▶ [Problems to solve]
**a)** Quote the passage from the article on the ambassador to Norway, starting with "The Obama administration" and going on through "- 06:22 pm.".
**b)** In the article on the ambassador to Norway, what is Whitney said to be a member of?

Whitney, a member of an advisory council at the Humphrey School of Public Affairs, observed what he called the “well-deserved tradition” of not speaking ill of his potential successor.

He admitted he wasn’t terribly active in the Norwegian-American community before his appointment, and he’d only visited the country as a child. But, “I worked very hard to understand the society and the government and the institutions because that’s a part of being an effective advocate for the president and the people and the United States,” he said.

“They’ll treat [Tsunis] with respect, but no one will have respect for him,” Davis said. “President Obama has a good legacy, his perception is good over there, but if this is pushed, that’s also going to be ruined.”

Comments (9)

  1. Submitted by Kenneth Kjer on 02/21/2014 - 12:00 pm.


    Dette er en norsk som ikke er fornøyd i det hele tatt med Tsunis. Han innrømmer at han har aldri vært der og fornærmet regjeringen, men verre han fornærmet kongen ved å ikke engang vite hva slags regjering Norge har.

    (This is one Norwegian who is not happy at all with Tsunis. He admits he has never been there and insulted the government, but worse he insulted the King by not even knowing the type of government Norway has.)

  2. Submitted by Rosalind Kohls on 02/21/2014 - 12:56 pm.

    most admired

    The Obama administration most admires the money Tsunis raised and his political loyalty, not competence. That is all that Tsunis brought to the table. I hope Obama chooses someone else but I’m not holding my breath.

  3. Submitted by Charles Holtman on 02/21/2014 - 01:36 pm.

    Wait until Fox gets ahold of this one.

    Benghazi! IRS! Oslo-gate!

    But seriously, with due respect for the (legitimate) interests of the Norwegian constituency, if we start demanding competence of patronage appointments, what will happen to “the Way Things Are Done Around Here”? What will be next, demanding that members of Congress pursue the common good?

  4. Submitted by Roy Everson on 02/21/2014 - 06:22 pm.

    The Regressive Party…

    … also known as the Progress Party, is not a Norwegian fringe party, but it’s close. It’s ridiculous that an American ambassador be in the position of apologizing to this populist relic of Thatcherism and Reaganism. That disqualifies him.

  5. Submitted by Steve Titterud on 02/22/2014 - 09:08 am.

    Uff Da !!

    This episode shows just how trivial Norway is in the foreign policy of the United States and Pres. Obama.

▶ [Material supplied]
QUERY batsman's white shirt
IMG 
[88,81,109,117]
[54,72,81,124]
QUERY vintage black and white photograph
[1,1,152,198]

▶ [Results by task]
**a)**
The Obama administration most admires the money Tsunis raised and his political loyalty, not competence. That is all that Tsunis brought to the table. I hope Obama chooses someone else but I’m not holding my breath.

  3. Submitted by Charles Holtman on 02/21/2014 - 01:36 pm.

    Wait until Fox gets ahold of this one.

    Benghazi! IRS! Oslo-gate!

    But seriously, with due respect for the (legitimate) interests of the Norwegian constituency, if we start demanding competence of patronage appointments, what will happen to “the Way Things Are Done Around Here”? What will be next, demanding that members of Congress pursue the common good?

  4. Submitted by Roy Everson on 02/21/2014 - 06:22 pm.

**b)** An advisory council at the Humphrey School of Public Affairs.